TASK INSTRUCTIONS:
1. List the spatially relative terms that the text on descriptive terminology gives as examples in its first sentence.
2. Write the next part of the text on descriptive terminology, starting after its last sentence.

Spatially relative terms, such as “beneath”, “below”, “lower”, “above”, “upper” and the like, may be used herein for ease of description to describe one element or feature's relationship to another element(s) or feature(s) as illustrated in the figures. It will be understood that the spatially relative terms are intended to encompass different orientations of the device in use or operation in addition to the orientation depicted in the figures. For example, if the device in the figures is turned over, elements described as “below” or “beneath” other elements or features would then be oriented “above” the other elements or features. Thus, the exemplary term “below” can encompass both an orientation of above and below. The device may be otherwise oriented (rotated 90 degrees or at other orientations) and the spatially relative descriptors used herein interpreted accordingly.

It will be understood that, although the terms first, second, third, for example, may be used herein to describe various elements, components, regions, layers and/or sections, these elements, components, regions, layers and/or sections should not be limited by these terms. These terms are only used to distinguish one element, component, region, layer or section from another element, component, region, layer or section. Thus, a first element, component, region, layer or section discussed below could be termed a second element, component, region, layer or section without departing from the teachings herein.

ENTRIES SHOWN:
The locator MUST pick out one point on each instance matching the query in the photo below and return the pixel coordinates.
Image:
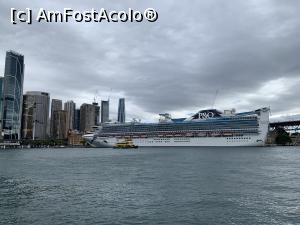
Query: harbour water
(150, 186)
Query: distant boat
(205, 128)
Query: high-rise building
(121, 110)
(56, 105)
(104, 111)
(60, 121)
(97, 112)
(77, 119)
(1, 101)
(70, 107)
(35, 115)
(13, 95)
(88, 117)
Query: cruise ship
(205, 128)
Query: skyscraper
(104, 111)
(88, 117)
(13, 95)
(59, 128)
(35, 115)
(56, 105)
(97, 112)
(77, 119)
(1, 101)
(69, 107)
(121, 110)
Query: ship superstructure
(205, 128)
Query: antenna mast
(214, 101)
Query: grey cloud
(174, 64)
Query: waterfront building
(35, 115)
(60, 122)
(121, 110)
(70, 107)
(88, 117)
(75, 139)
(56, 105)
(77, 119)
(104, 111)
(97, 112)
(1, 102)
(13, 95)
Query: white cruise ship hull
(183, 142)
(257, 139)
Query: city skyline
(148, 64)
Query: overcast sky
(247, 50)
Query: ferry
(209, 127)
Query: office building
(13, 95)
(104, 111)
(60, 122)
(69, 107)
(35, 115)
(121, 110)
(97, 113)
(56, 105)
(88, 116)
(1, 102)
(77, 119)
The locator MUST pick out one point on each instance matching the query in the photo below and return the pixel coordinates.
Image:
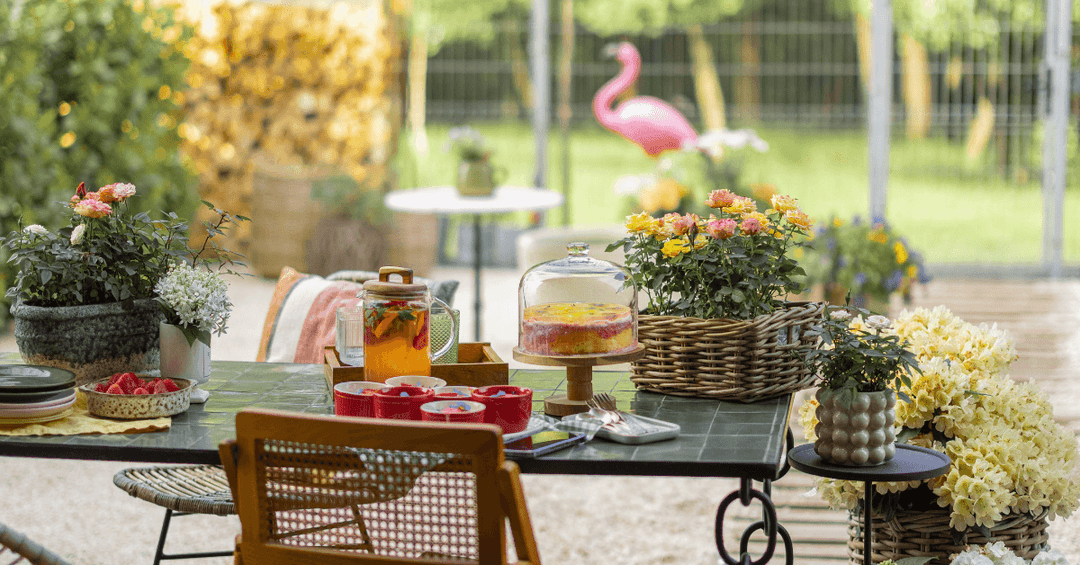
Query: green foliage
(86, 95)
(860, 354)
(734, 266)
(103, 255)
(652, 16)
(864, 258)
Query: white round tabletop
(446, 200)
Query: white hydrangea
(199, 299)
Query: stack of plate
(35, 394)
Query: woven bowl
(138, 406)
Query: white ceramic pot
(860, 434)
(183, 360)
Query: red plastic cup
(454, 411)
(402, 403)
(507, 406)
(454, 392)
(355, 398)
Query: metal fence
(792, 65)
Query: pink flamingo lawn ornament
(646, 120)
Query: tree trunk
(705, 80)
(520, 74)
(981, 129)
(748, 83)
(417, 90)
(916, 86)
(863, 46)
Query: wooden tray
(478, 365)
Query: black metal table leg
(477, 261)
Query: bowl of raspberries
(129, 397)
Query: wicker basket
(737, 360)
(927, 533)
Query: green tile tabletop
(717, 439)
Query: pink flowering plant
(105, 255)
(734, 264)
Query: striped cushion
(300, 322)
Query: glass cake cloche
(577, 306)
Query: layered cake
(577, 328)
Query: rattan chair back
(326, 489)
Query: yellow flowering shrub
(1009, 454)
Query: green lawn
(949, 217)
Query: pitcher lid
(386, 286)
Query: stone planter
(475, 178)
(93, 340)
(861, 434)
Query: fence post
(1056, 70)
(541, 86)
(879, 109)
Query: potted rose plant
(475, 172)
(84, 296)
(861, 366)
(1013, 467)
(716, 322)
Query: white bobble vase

TASK-BY-TASK ANSWERS:
1.
beneath
below
lower
above
upper

2.
“About” or “approximately” as used herein is inclusive of the stated value and means within an acceptable range of deviation for the particular value as determined by one of ordinary skill in the art, considering the measurement in question and the error associated with measurement of the particular quantity for example, the limitations of the measurement system.

Embodiments are described herein with reference to schematic cross-sectional illustrations and/or plan illustrations that are example illustrations. In the drawings, the thicknesses of layers and regions may be exaggerated for clarity. Accordingly, variations from the shapes of the illustrations as a result, for example, of manufacturing techniques and/or tolerances, are to be expected. Thus, embodiments should not be construed as limited to the shapes of regions illustrated herein but are to include deviations in shapes that result, for example, from manufacturing. For example, an etching region illustrated as a rectangle will, typically, have rounded or curved features. Thus, the regions illustrated in the figures are schematic in nature and their shapes are not intended to illustrate the actual shape of a region of a device and are not intended to limit the scope of the embodiments.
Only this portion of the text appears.